ITEMS:
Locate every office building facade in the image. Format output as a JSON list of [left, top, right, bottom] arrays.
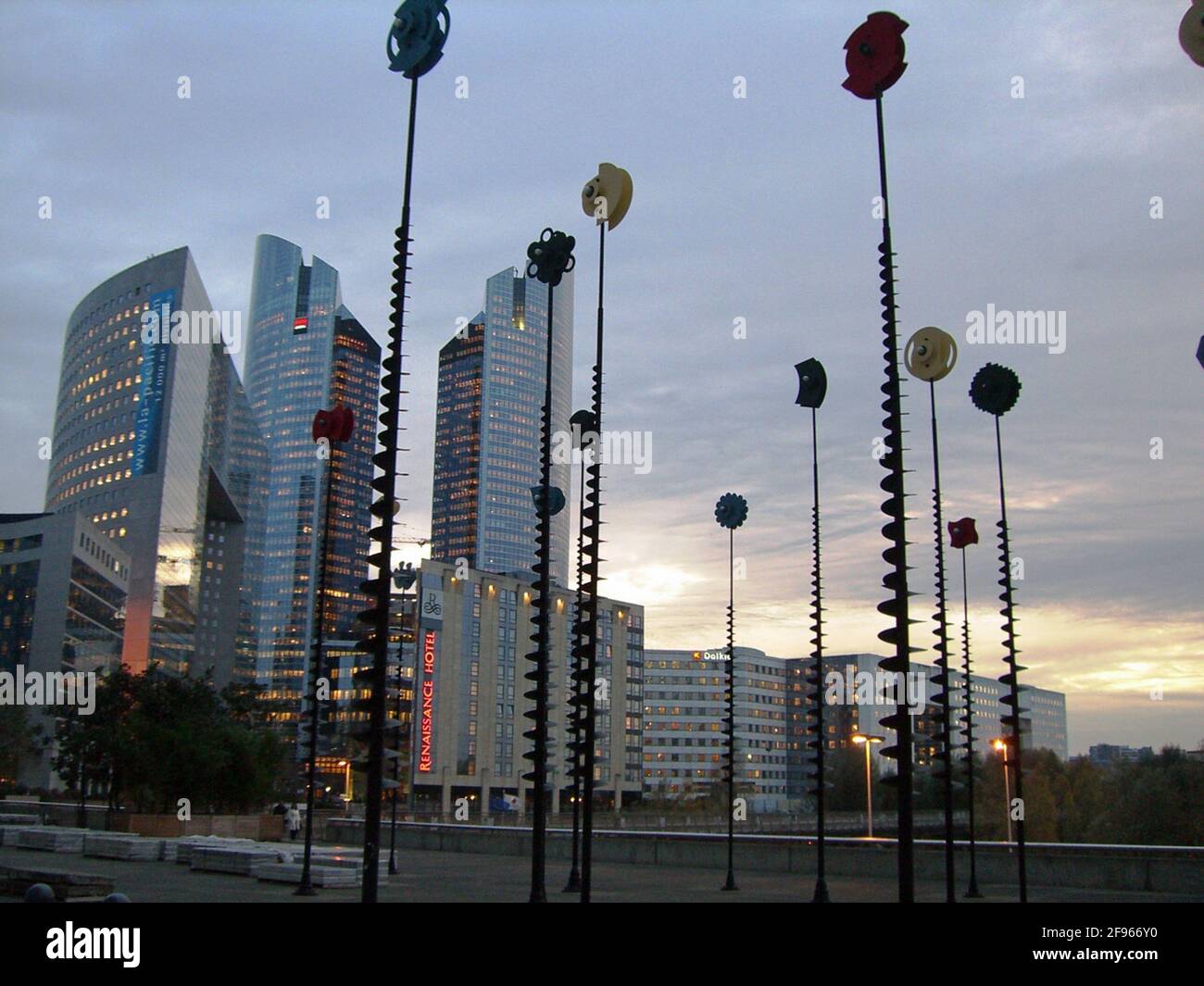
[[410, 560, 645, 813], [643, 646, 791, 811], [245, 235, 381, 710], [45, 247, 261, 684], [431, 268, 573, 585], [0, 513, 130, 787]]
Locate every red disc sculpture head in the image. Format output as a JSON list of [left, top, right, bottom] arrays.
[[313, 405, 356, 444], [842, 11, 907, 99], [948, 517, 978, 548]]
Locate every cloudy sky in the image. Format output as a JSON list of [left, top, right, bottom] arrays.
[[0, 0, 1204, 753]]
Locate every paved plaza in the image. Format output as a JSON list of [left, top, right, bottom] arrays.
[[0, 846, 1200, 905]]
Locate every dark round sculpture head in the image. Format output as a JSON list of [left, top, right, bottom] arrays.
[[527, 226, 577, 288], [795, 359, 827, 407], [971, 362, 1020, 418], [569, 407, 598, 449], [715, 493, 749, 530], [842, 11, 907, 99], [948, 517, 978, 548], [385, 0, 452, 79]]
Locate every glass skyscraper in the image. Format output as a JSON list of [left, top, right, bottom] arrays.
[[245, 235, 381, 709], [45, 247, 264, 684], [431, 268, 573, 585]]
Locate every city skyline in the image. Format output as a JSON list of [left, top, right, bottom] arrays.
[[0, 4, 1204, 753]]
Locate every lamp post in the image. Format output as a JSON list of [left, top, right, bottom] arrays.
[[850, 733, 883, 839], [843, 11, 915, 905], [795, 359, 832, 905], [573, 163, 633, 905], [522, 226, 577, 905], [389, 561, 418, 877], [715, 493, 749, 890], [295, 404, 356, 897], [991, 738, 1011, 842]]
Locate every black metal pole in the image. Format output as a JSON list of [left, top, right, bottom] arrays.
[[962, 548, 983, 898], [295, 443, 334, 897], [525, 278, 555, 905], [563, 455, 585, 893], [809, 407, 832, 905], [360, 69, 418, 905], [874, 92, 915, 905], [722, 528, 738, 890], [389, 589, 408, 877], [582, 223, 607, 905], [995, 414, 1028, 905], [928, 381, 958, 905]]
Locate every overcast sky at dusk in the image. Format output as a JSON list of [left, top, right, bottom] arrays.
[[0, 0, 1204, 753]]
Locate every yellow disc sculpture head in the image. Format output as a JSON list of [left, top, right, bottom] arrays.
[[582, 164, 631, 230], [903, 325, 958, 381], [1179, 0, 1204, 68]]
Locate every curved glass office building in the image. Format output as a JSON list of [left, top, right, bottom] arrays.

GIVEN INSTRUCTION: Return the rows above word for word, from the first one through the line containing "517, 978, 548]]", including that line. Omit the pictures.

RIGHT ANSWER:
Locate every office building facade in the image. Format output as a JSON list of [left, top, right, bottom] arrays.
[[410, 560, 645, 813], [643, 646, 791, 811], [245, 235, 381, 710], [45, 247, 261, 684], [431, 268, 573, 585], [0, 513, 130, 787]]
Locate every red disc sculpture head in the image. Format output as a JSON list of [left, top, right, bottom] arrays.
[[313, 405, 356, 444], [842, 11, 907, 99], [948, 517, 978, 548]]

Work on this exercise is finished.